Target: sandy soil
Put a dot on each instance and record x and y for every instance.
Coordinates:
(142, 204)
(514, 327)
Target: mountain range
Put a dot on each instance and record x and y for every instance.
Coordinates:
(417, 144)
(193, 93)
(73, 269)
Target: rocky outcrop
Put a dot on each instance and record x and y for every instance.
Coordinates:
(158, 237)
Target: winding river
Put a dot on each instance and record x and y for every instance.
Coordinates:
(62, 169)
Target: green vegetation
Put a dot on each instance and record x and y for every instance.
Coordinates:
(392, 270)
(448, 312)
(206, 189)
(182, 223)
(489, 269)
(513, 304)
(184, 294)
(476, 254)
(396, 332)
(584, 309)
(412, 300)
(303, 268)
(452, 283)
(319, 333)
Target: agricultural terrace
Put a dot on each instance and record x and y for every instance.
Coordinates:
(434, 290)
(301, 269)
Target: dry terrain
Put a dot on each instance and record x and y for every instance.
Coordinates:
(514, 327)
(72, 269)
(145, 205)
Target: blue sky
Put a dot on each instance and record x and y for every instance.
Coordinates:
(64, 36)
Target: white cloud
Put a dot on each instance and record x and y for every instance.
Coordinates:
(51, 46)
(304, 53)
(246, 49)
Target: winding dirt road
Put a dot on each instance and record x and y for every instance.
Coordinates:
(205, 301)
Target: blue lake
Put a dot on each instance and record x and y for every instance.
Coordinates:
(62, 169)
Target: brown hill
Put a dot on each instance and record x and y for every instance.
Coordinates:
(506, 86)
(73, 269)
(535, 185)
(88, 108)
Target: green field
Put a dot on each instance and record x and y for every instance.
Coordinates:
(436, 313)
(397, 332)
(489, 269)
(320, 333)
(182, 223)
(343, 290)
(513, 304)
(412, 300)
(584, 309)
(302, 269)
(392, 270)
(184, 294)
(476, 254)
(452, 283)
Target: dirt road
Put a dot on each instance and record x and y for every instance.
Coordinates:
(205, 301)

● Goal: Starting at the line that contains "Target: agricultural terrace" and ending at the close of the items, reproduce only those lines, substituting "Points" for every occurrence of "Coordinates" and leaving everything else unchanged.

● Worked solution:
Target: agricultural terrace
Put a dot on each instance and record x and y for every instance.
Points:
(434, 290)
(301, 269)
Target: dry terrain
Put a dot on each instance and record x and y for every instance.
Points:
(514, 327)
(72, 269)
(145, 205)
Target: blue sky
Put a dot on each instance and record x and y for every instance.
Points:
(64, 36)
Target: white cloud
Put a dot on each instance and record x and y for every instance.
Points:
(51, 46)
(304, 53)
(246, 49)
Target: winding dirt road
Put a dot on each instance and record x and y for every instance.
Points:
(205, 301)
Target: blue lake
Put a dot on each instance and record x and y for every instance.
Points:
(62, 169)
Target: brown hill
Put a dot on each instance and record x and y for every instance.
Points:
(506, 86)
(73, 269)
(535, 185)
(88, 108)
Target: green field
Put a dot on each instance and record x and y for every instance.
Points:
(436, 313)
(397, 332)
(489, 269)
(320, 333)
(182, 223)
(343, 290)
(513, 304)
(412, 300)
(584, 309)
(302, 269)
(392, 270)
(184, 294)
(476, 254)
(452, 283)
Target: dirt road
Put a dot on each instance and record x and y for every instance.
Points:
(205, 301)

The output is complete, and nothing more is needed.